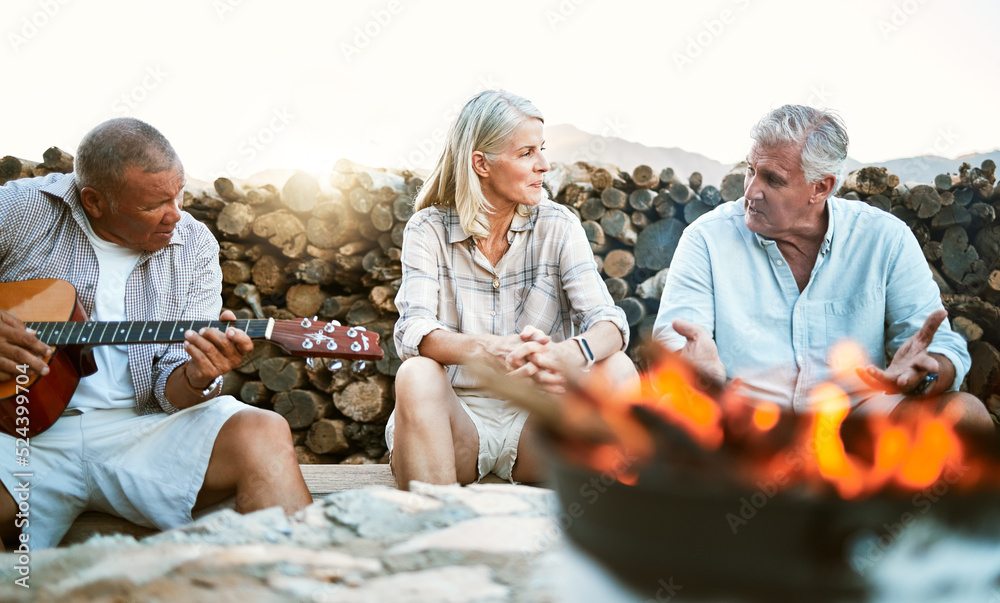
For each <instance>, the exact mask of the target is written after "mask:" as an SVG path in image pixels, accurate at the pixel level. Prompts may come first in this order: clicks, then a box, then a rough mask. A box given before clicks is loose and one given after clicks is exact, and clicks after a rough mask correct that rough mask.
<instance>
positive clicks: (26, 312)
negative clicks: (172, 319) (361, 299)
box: [0, 279, 382, 438]
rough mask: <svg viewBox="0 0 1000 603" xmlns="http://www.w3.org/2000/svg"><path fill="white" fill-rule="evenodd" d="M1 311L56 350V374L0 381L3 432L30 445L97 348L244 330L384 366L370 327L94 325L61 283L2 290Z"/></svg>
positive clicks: (83, 374)
mask: <svg viewBox="0 0 1000 603" xmlns="http://www.w3.org/2000/svg"><path fill="white" fill-rule="evenodd" d="M0 310H6V311H8V312H10V313H12V314H14V315H15V316H17V317H18V318H19V319H20V320H21V321H22V322H24V323H25V325H27V327H28V328H30V329H34V330H35V331H37V332H38V338H39V339H40V340H41V341H43V342H44V343H46V344H48V345H49V346H51V347H52V348H54V350H55V352H54V353H52V354H50V355H49V356H46V358H45V361H46V362H47V363H48V365H49V374H48V375H45V376H44V377H42V376H39V375H29V374H28V372H27V366H26V365H22V366H19V367H18V369H19V370H20V371H21V372H20V373H19V374H16V375H15V377H14V378H13V379H10V380H9V381H3V382H0V431H3V432H4V433H7V434H9V435H12V436H14V437H21V438H28V437H31V436H35V435H38V434H40V433H42V432H43V431H45V430H46V429H48V428H49V427H51V426H52V424H53V423H55V422H56V419H58V418H59V415H61V414H62V412H63V411H64V410H65V409H66V405H67V404H69V401H70V398H71V397H72V396H73V392H74V391H76V386H77V384H78V383H79V382H80V379H81V378H83V377H86V376H87V375H92V374H93V373H95V372H96V371H97V367H96V364H95V363H94V358H93V351H92V349H91V348H92V346H97V345H123V344H140V343H180V342H182V341H184V332H185V331H187V330H188V329H193V330H195V331H197V330H199V329H201V328H202V327H216V328H218V329H220V330H223V331H224V330H225V329H226V328H227V327H229V326H233V327H236V328H237V329H242V330H243V331H245V332H246V334H247V335H249V336H250V337H251V339H266V340H268V341H270V342H272V343H275V344H277V345H278V346H279V347H281V348H282V349H284V350H285V351H286V352H287V353H289V354H291V355H293V356H306V357H313V358H343V359H348V360H356V359H362V360H380V359H381V358H382V348H380V347H379V345H378V334H377V333H372V332H369V331H366V330H365V329H364V327H344V326H341V325H340V324H339V323H336V322H318V321H315V320H310V319H308V318H303V319H298V320H281V321H276V320H274V319H273V318H267V319H256V320H235V321H229V322H223V321H211V320H201V321H190V320H185V321H148V322H144V321H131V322H96V321H88V320H87V313H86V312H85V311H84V309H83V306H82V305H81V304H80V301H79V300H78V299H77V295H76V289H75V288H74V287H73V285H72V284H70V283H68V282H66V281H63V280H59V279H38V280H31V281H21V282H17V283H0Z"/></svg>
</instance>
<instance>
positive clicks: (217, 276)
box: [150, 231, 222, 414]
mask: <svg viewBox="0 0 1000 603" xmlns="http://www.w3.org/2000/svg"><path fill="white" fill-rule="evenodd" d="M190 244H191V245H192V246H193V248H195V249H197V251H196V253H195V254H194V259H193V260H191V262H192V264H191V266H192V268H191V270H192V275H193V278H192V279H191V281H190V285H189V286H188V288H187V291H184V292H171V293H173V294H175V295H179V296H183V297H182V298H181V299H183V300H184V302H183V309H182V311H181V313H180V315H179V316H178V317H177V318H176V319H173V320H178V321H181V322H183V321H188V320H218V319H219V314H221V313H222V296H221V294H220V292H221V291H222V268H221V267H220V266H219V244H218V242H217V241H216V240H215V239H214V238H212V237H211V235H208V234H207V231H206V233H205V235H204V236H202V237H200V238H199V240H197V241H196V242H192V243H190ZM177 268H178V269H180V267H177ZM158 318H160V317H158ZM164 347H165V349H162V348H161V349H160V350H158V352H157V355H156V356H155V357H154V358H153V363H152V367H151V371H150V374H151V377H152V382H153V396H154V398H155V399H156V402H157V404H158V405H159V407H160V408H161V409H162V410H163V412H165V413H168V414H171V413H175V412H177V411H178V410H180V409H179V408H177V407H175V406H174V405H173V404H171V403H170V401H169V400H168V399H167V395H166V387H167V379H168V378H169V377H170V374H171V373H173V372H174V370H176V369H177V367H179V366H180V365H182V364H184V363H185V362H187V361H188V360H190V359H191V357H190V356H189V355H188V353H187V352H185V351H184V345H183V344H180V343H175V344H170V345H167V346H164Z"/></svg>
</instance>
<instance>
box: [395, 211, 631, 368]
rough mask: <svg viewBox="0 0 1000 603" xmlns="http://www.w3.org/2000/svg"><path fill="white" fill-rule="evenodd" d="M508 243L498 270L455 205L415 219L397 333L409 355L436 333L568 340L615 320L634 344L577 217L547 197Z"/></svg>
mask: <svg viewBox="0 0 1000 603" xmlns="http://www.w3.org/2000/svg"><path fill="white" fill-rule="evenodd" d="M507 241H508V242H509V243H510V249H508V250H507V253H505V254H504V256H503V257H502V258H501V259H500V262H499V263H498V265H497V266H496V267H495V268H494V267H493V266H492V265H490V263H489V260H487V259H486V256H484V255H483V254H482V252H481V251H479V250H478V248H477V247H476V243H475V239H474V238H473V237H471V236H470V235H469V234H468V233H466V232H465V230H464V229H463V228H462V225H461V223H460V222H459V219H458V212H456V211H455V210H454V208H442V207H429V208H426V209H423V210H421V211H419V212H417V213H416V214H414V216H413V217H412V218H410V221H409V222H408V223H407V225H406V231H405V234H404V237H403V256H402V263H403V284H402V286H401V287H400V289H399V293H398V294H397V295H396V307H397V308H398V309H399V321H398V322H397V323H396V329H395V332H394V333H393V335H394V340H395V344H396V350H397V351H398V353H399V357H400V358H402V359H404V360H405V359H407V358H410V357H413V356H419V355H420V352H419V351H418V349H417V346H419V345H420V341H421V340H422V339H423V338H424V336H425V335H427V334H428V333H430V332H431V331H433V330H435V329H445V330H447V331H452V332H456V333H474V334H486V333H489V334H492V335H510V334H513V333H520V332H521V330H522V329H524V327H526V326H528V325H531V326H534V327H536V328H538V329H541V330H542V331H544V332H545V333H548V334H549V335H550V336H551V337H552V340H553V341H563V340H564V339H568V338H569V337H572V336H573V334H574V333H573V329H574V325H575V326H576V327H577V329H578V332H585V331H587V330H588V329H590V328H591V327H592V326H594V325H595V324H597V323H598V322H601V321H605V320H607V321H610V322H612V323H614V325H615V326H617V327H618V329H619V330H620V331H621V333H622V341H624V342H625V345H628V337H629V331H628V325H627V323H626V321H625V312H624V311H622V309H621V308H619V307H618V306H616V305H615V304H614V302H613V301H612V299H611V295H610V294H608V289H607V287H606V286H605V285H604V281H603V280H601V277H600V275H599V274H598V272H597V264H596V263H595V262H594V254H593V252H592V251H591V249H590V243H589V242H588V241H587V236H586V234H585V233H584V232H583V227H582V226H581V225H580V220H578V219H577V218H576V216H574V215H573V214H571V213H570V212H569V210H567V209H566V208H565V207H562V206H561V205H558V204H556V203H552V202H551V201H545V202H543V203H542V204H541V205H539V206H537V207H536V209H535V211H533V212H532V213H531V214H530V215H529V216H527V217H525V216H522V215H520V214H515V215H514V220H513V222H512V223H511V226H510V229H509V230H508V232H507ZM623 349H624V346H623ZM448 374H449V376H450V377H451V383H452V385H453V386H455V387H475V386H476V385H477V382H476V380H475V379H474V378H473V377H472V375H471V374H469V372H468V371H467V370H466V369H464V368H463V367H460V366H450V367H448Z"/></svg>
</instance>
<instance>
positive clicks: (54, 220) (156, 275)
mask: <svg viewBox="0 0 1000 603" xmlns="http://www.w3.org/2000/svg"><path fill="white" fill-rule="evenodd" d="M75 170H76V173H75V174H50V175H48V176H43V177H39V178H33V179H25V180H15V181H12V182H9V183H8V184H6V185H5V186H3V187H0V282H4V283H11V282H17V281H25V280H30V279H42V278H55V279H62V280H65V281H69V282H70V283H72V284H73V285H74V287H75V288H76V292H77V299H78V300H79V302H80V303H81V304H82V305H83V307H84V309H85V310H86V312H87V315H88V316H89V317H90V319H91V320H100V321H112V322H115V321H183V322H188V321H204V320H215V319H217V318H219V319H221V320H224V321H226V320H235V319H236V316H235V315H233V313H232V312H230V311H228V310H227V311H225V312H222V313H221V316H220V311H221V310H222V298H221V295H220V293H221V288H222V271H221V269H220V267H219V245H218V243H217V242H216V240H215V238H214V237H212V235H211V233H210V232H209V230H208V228H207V227H206V226H205V225H203V224H201V223H200V222H198V221H196V220H195V219H194V218H192V217H191V215H190V214H188V213H186V212H183V211H181V200H182V199H183V190H184V168H183V166H182V165H181V162H180V159H179V158H178V157H177V154H176V153H175V152H174V149H173V148H172V147H171V145H170V143H169V142H167V139H166V138H164V137H163V135H162V134H160V132H158V131H157V130H156V129H155V128H153V127H152V126H150V125H148V124H145V123H143V122H141V121H139V120H137V119H130V118H122V119H113V120H110V121H108V122H105V123H103V124H101V125H99V126H97V127H96V128H94V129H93V130H92V131H91V132H90V133H88V134H87V135H86V136H85V137H84V139H83V141H82V142H81V143H80V147H79V149H78V151H77V157H76V166H75ZM52 320H59V319H58V318H55V317H53V319H52ZM251 349H253V343H252V342H251V341H250V338H249V337H247V335H246V334H245V333H244V332H242V331H240V330H238V329H235V328H232V327H230V328H228V329H226V331H225V332H223V331H220V330H219V329H215V328H206V329H201V330H200V331H199V332H195V331H193V330H188V331H187V332H186V333H185V341H184V343H183V344H179V343H178V344H144V345H104V346H99V347H96V348H95V349H94V360H95V363H96V365H97V372H96V373H94V374H92V375H89V376H86V377H84V378H82V379H80V382H79V385H78V386H77V388H76V390H75V392H74V393H73V395H72V398H71V399H70V401H69V405H68V406H67V408H66V411H65V412H64V413H63V414H62V416H60V417H59V419H58V420H57V421H56V422H55V424H54V425H53V426H52V427H50V428H49V429H48V430H47V431H45V432H43V433H41V434H40V435H37V436H33V437H31V441H30V446H31V448H30V453H31V456H30V458H29V462H30V466H29V468H30V472H29V473H30V478H28V479H27V483H29V484H30V492H31V494H30V513H29V514H25V513H24V508H23V506H19V503H16V502H15V500H14V498H13V496H12V495H13V494H14V493H15V492H20V491H21V490H22V486H23V484H24V483H25V481H24V478H22V477H13V476H14V475H18V471H19V469H18V468H19V467H23V466H24V464H23V463H18V461H23V460H24V459H23V458H20V457H19V455H20V454H21V452H20V450H21V448H20V447H18V446H16V445H15V440H14V438H12V437H11V436H9V435H6V434H0V469H2V471H0V483H2V485H3V488H0V538H2V540H3V542H6V543H7V544H8V545H10V546H12V545H13V544H14V543H17V544H18V546H27V547H28V548H30V550H37V549H42V548H46V547H49V546H55V545H57V544H58V543H59V541H60V540H61V538H62V537H63V535H64V534H65V533H66V531H67V529H68V528H69V526H70V524H71V523H72V522H73V520H74V519H75V518H76V516H77V515H78V514H79V513H81V512H82V511H85V510H87V509H93V510H98V511H103V512H106V513H111V514H114V515H118V516H121V517H124V518H126V519H128V520H130V521H132V522H134V523H137V524H140V525H144V526H150V527H157V528H161V529H166V528H171V527H175V526H177V525H181V524H183V523H185V522H188V521H190V520H191V512H192V510H198V509H201V508H204V507H207V506H210V505H213V504H215V503H218V502H220V501H223V500H225V499H227V498H231V497H233V496H235V504H236V510H237V511H241V512H249V511H254V510H257V509H262V508H266V507H271V506H276V505H280V506H282V507H283V508H284V509H285V510H286V512H289V513H291V512H293V511H295V510H298V509H300V508H302V507H304V506H305V505H307V504H309V502H311V497H310V495H309V490H308V488H307V487H306V485H305V482H304V480H303V479H302V473H301V472H300V470H299V467H298V462H297V460H296V457H295V452H294V448H293V446H292V439H291V432H290V430H289V427H288V423H287V422H286V421H285V420H284V418H282V417H281V416H280V415H278V414H276V413H273V412H270V411H265V410H261V409H258V408H253V407H250V406H247V405H245V404H243V403H242V402H239V401H238V400H236V399H235V398H233V397H232V396H223V395H220V393H221V389H222V387H221V385H222V380H221V379H222V375H223V374H225V373H226V372H228V371H229V370H231V369H233V368H235V367H236V366H238V365H239V364H240V362H241V361H242V359H243V356H244V355H245V354H247V353H248V352H249V351H250V350H251ZM47 352H48V346H47V345H46V344H44V343H42V342H41V341H40V340H39V339H38V338H37V336H36V334H35V333H34V332H33V331H30V330H28V329H26V328H25V325H24V323H22V322H21V320H19V319H18V317H16V316H14V315H13V314H11V313H10V312H6V311H2V310H0V382H2V381H9V380H10V379H13V378H14V377H15V376H17V377H20V375H22V374H26V375H29V376H30V375H34V374H37V375H47V374H48V373H49V372H50V370H52V369H50V367H49V366H48V365H47V364H46V360H45V356H46V354H47ZM53 376H58V375H53ZM18 382H19V383H20V381H18ZM22 471H23V470H22ZM18 496H19V500H21V501H23V500H24V498H23V496H21V494H20V493H19V494H18ZM19 531H20V534H18V532H19ZM12 548H13V546H12ZM19 550H21V549H19Z"/></svg>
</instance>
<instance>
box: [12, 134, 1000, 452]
mask: <svg viewBox="0 0 1000 603" xmlns="http://www.w3.org/2000/svg"><path fill="white" fill-rule="evenodd" d="M43 158H44V161H43V162H41V163H34V162H30V161H26V160H22V159H17V158H14V157H4V158H3V159H2V160H0V183H3V182H6V181H7V180H10V179H14V178H22V177H31V176H34V175H44V174H46V173H50V172H53V171H59V172H66V171H69V170H71V169H72V157H71V156H69V155H68V154H66V153H65V152H63V151H61V150H59V149H56V148H54V147H53V148H51V149H49V150H48V151H46V152H45V153H44V155H43ZM744 168H745V166H744V165H742V164H741V165H737V166H735V167H734V168H733V170H732V171H731V172H730V173H729V174H727V175H726V176H725V177H724V178H723V180H722V182H721V183H719V186H718V187H716V186H714V185H712V184H706V183H704V182H703V181H702V177H701V174H699V173H697V172H695V173H693V174H691V175H690V176H688V177H687V178H682V177H680V175H678V174H676V173H674V171H673V170H672V169H670V168H665V169H663V170H661V171H659V172H657V171H655V170H654V169H652V168H650V167H649V166H639V167H637V168H635V169H634V170H633V171H632V172H631V173H628V172H624V171H620V170H618V169H617V168H615V167H613V166H607V165H606V166H595V165H588V164H585V163H576V164H574V165H559V164H556V165H554V166H553V169H552V170H551V171H550V172H549V173H548V174H547V175H546V187H547V188H548V189H549V192H550V195H551V196H552V197H553V198H554V199H555V200H556V202H558V203H562V204H564V205H566V206H567V207H569V208H570V209H571V211H573V213H575V214H577V215H578V216H579V217H580V220H581V222H582V224H583V228H584V231H585V232H586V234H587V237H588V239H589V240H590V243H591V248H592V249H593V251H594V254H595V257H596V260H597V264H598V268H599V269H600V271H601V274H602V276H604V277H605V282H606V284H607V286H608V290H609V291H610V292H611V295H612V297H613V298H614V300H615V302H616V303H617V304H618V305H619V306H621V307H622V308H623V309H624V310H625V313H626V316H627V317H628V322H629V325H630V326H631V328H632V344H631V346H630V353H632V354H633V355H634V356H633V357H636V358H637V349H638V344H639V342H641V341H643V340H645V339H646V338H647V337H648V336H649V333H650V331H651V330H652V324H653V321H654V319H655V317H656V312H657V309H658V308H659V303H660V296H661V294H662V291H663V282H664V279H665V277H666V274H667V270H668V267H669V265H670V261H671V259H672V257H673V253H674V250H675V249H676V246H677V243H678V241H679V239H680V236H681V233H682V232H683V231H684V228H685V227H686V226H687V225H688V224H690V223H691V222H693V221H694V220H695V219H697V218H698V217H699V216H701V215H702V214H704V213H706V212H708V211H711V210H712V209H713V208H714V207H716V206H718V205H719V204H721V203H723V202H727V201H733V200H736V199H738V198H739V197H740V196H741V195H742V193H743V172H744ZM994 170H995V166H994V164H993V162H991V161H986V162H984V163H983V165H982V166H980V167H978V168H974V167H971V166H969V165H968V164H962V165H961V166H960V167H959V168H958V170H957V173H956V174H943V175H940V176H938V177H937V178H935V179H934V183H933V184H930V185H926V184H919V185H918V184H914V183H900V182H899V179H898V178H896V177H895V176H893V175H891V174H889V173H888V172H887V171H886V170H885V168H872V167H868V168H862V169H861V170H858V171H856V172H852V173H851V174H849V175H848V176H847V178H846V179H845V182H844V184H843V186H842V188H841V190H840V191H839V192H838V194H839V195H840V196H844V197H847V198H852V199H858V200H861V201H864V202H867V203H869V204H871V205H873V206H876V207H879V208H881V209H883V210H885V211H889V212H891V213H893V214H894V215H896V216H897V217H898V218H900V219H901V220H903V221H904V222H906V223H907V224H908V225H909V226H910V228H911V229H912V231H913V233H914V235H915V236H916V238H917V240H918V242H919V243H920V245H921V246H922V248H923V250H924V254H925V256H926V257H927V261H928V264H929V266H930V268H931V270H932V273H933V274H934V278H935V280H936V281H937V282H938V285H939V286H940V288H941V291H942V298H943V301H944V304H945V306H946V307H947V309H948V311H949V316H950V319H951V324H952V327H953V328H954V329H955V330H956V331H957V332H959V333H961V334H962V335H963V336H964V337H965V338H966V339H967V340H968V341H969V349H970V352H971V355H972V359H973V367H972V370H971V371H970V373H969V376H968V378H967V380H966V383H965V386H964V389H966V390H968V391H970V392H972V393H974V394H976V395H977V396H979V397H980V398H982V399H984V400H987V399H989V398H990V397H991V396H997V397H996V399H995V402H996V403H997V405H998V406H1000V352H998V351H997V350H998V348H1000V309H998V306H1000V221H998V219H997V212H998V211H1000V186H997V187H994V183H995V177H994ZM421 184H422V181H421V179H420V178H419V177H417V176H415V175H414V174H412V173H410V172H392V171H386V170H381V169H372V168H366V167H363V166H359V165H356V164H354V163H351V162H349V161H344V160H342V161H340V162H338V163H337V164H336V165H335V166H334V169H333V172H332V173H331V174H329V175H327V176H323V177H321V178H317V177H314V176H312V175H309V174H306V173H304V172H297V173H295V174H294V175H292V176H291V177H290V178H288V179H287V180H284V181H283V182H281V183H280V185H278V184H260V183H256V184H250V182H240V181H236V180H233V179H229V178H219V179H217V180H216V181H215V182H214V183H212V184H211V185H206V186H203V187H199V186H196V185H188V186H187V187H186V189H185V191H184V207H185V209H186V210H187V211H188V212H190V213H191V214H192V215H194V216H195V217H196V218H197V219H199V220H201V221H202V222H203V223H205V224H206V225H207V226H208V227H209V228H210V229H211V230H212V232H213V233H214V234H215V235H216V236H217V237H218V239H219V242H220V248H221V251H220V263H221V266H222V272H223V283H224V285H223V291H222V294H223V301H224V305H225V307H227V308H230V309H232V310H234V311H235V312H236V314H237V315H238V316H240V317H241V318H244V317H245V318H252V317H274V318H276V319H294V318H300V317H303V316H305V317H313V316H316V317H318V318H319V319H320V320H327V321H329V320H336V321H339V322H341V323H342V324H345V325H360V326H364V327H365V328H367V329H368V330H370V331H374V332H377V333H378V334H379V336H380V338H381V345H382V348H383V350H384V352H385V357H384V359H383V360H381V361H378V362H365V361H354V362H350V361H329V360H325V361H320V360H317V361H315V362H312V363H309V362H307V361H305V360H302V359H299V358H292V357H289V356H287V355H285V354H284V353H283V352H281V350H279V349H277V348H276V347H274V346H272V345H270V344H268V343H261V342H258V344H257V346H256V347H255V349H254V351H253V353H251V354H250V355H249V356H248V357H247V359H246V361H245V362H244V364H243V366H241V367H240V368H239V369H237V370H236V371H233V372H232V373H230V374H229V375H227V376H226V386H225V387H226V392H227V393H231V394H233V395H236V396H237V397H240V398H241V399H243V400H244V401H246V402H247V403H249V404H253V405H256V406H259V407H262V408H270V409H273V410H275V411H277V412H278V413H280V414H282V415H283V416H284V417H285V418H286V419H287V420H288V422H289V425H290V426H291V428H292V430H293V434H294V438H295V441H296V445H297V451H298V452H299V458H300V461H301V462H303V463H329V462H349V463H367V462H378V461H385V442H384V437H383V436H384V427H385V421H386V419H387V417H388V415H389V413H390V412H391V410H392V408H393V404H394V399H393V388H392V379H393V376H394V375H395V373H396V369H397V368H398V366H399V363H400V361H399V358H398V356H397V354H396V350H395V347H394V345H393V342H392V329H393V326H394V324H395V321H396V319H397V318H398V313H397V311H396V307H395V304H394V298H395V295H396V292H397V291H398V289H399V285H400V278H401V267H400V253H401V251H400V250H401V247H402V235H403V229H404V226H405V224H406V221H407V220H408V219H409V217H410V216H411V215H412V213H413V198H414V196H415V194H416V192H417V190H418V189H419V187H420V186H421ZM859 261H860V260H859ZM637 360H638V358H637Z"/></svg>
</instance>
************
- [EXERCISE]: Copy out the records from their first line through the line containing "negative clicks: (172, 319) (361, 299)", with both ends included and the pictures left out.

- [RESPONSE TO THIS TASK]:
For each <instance>, the exact mask of the target is written after "mask:" as an SVG path in image pixels, accurate at the pixel level. Prompts may come first in this order: clicks, then a box, then a rough mask. A box given before clicks is loose and one given after clicks is exact, and clicks after a rough mask correct that rough mask.
<instance>
positive clicks: (26, 312)
negative clicks: (172, 319) (361, 299)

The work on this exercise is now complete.